WHAT TO PRODUCE:
Find each line of the entries with the string "door", please, and copy it.

DATA SECTION:
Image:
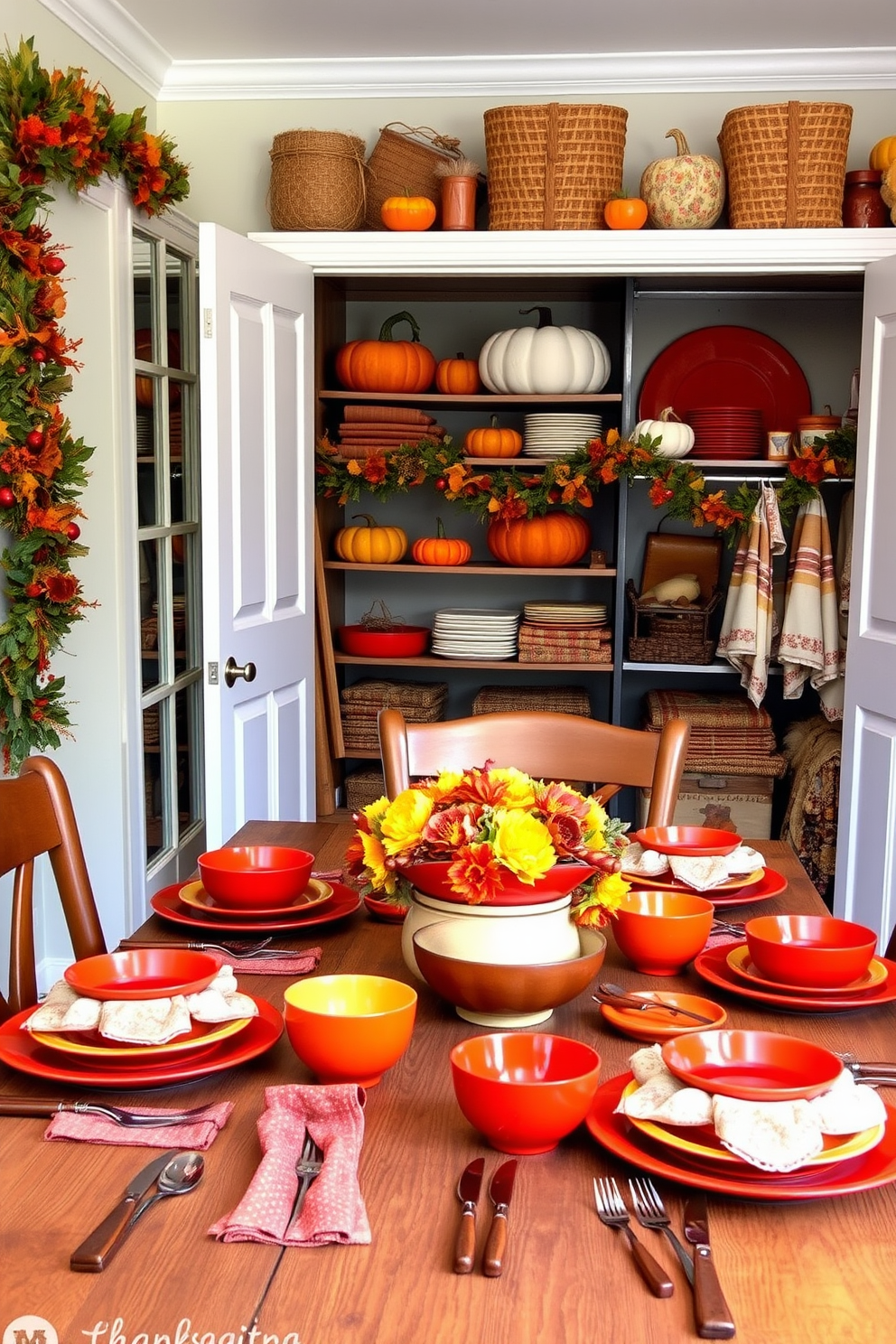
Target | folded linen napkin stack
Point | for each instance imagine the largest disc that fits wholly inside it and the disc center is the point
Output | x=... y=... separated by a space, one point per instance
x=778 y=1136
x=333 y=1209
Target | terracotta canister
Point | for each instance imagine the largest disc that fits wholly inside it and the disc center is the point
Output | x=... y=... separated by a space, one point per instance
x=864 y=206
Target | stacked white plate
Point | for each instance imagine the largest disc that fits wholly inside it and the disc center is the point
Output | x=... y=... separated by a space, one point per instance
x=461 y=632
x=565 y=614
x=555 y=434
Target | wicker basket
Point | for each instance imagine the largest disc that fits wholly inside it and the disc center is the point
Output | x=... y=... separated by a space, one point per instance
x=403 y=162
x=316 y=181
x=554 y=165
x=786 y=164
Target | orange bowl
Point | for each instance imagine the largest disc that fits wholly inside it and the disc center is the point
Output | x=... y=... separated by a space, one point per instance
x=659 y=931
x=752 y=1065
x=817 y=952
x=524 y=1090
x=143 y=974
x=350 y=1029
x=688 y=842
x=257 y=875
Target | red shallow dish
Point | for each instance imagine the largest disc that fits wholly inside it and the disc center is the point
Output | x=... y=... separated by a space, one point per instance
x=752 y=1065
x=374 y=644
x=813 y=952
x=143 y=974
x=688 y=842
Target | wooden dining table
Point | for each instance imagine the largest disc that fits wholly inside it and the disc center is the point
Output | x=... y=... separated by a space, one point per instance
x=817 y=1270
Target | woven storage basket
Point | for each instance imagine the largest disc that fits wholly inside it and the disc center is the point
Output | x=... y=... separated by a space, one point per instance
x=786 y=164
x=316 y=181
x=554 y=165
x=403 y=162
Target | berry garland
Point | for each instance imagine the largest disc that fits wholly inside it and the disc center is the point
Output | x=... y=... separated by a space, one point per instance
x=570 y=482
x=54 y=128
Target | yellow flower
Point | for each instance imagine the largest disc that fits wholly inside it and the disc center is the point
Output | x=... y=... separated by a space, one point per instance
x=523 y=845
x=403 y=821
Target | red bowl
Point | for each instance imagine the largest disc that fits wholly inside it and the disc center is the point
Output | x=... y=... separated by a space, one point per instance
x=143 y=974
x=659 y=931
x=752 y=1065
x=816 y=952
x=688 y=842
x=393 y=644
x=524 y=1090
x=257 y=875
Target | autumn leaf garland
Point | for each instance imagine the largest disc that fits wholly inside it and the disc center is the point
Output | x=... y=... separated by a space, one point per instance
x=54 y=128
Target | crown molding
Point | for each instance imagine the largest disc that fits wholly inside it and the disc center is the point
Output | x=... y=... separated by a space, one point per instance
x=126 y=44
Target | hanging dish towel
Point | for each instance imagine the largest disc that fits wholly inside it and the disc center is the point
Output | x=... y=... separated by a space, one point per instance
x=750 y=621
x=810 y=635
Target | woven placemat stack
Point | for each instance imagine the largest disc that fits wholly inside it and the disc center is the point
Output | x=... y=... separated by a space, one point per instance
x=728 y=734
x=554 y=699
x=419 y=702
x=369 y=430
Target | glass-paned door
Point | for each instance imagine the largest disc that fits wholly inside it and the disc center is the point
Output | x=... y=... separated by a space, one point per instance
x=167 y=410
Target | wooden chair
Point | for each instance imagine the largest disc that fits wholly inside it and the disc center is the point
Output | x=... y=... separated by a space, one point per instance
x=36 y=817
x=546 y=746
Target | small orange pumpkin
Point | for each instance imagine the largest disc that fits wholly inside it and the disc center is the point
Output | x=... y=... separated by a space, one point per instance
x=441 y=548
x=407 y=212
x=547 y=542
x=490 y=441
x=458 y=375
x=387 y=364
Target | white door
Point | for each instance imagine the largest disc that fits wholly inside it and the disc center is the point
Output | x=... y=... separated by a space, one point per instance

ANSWER:
Target | glass-paned door
Target | white door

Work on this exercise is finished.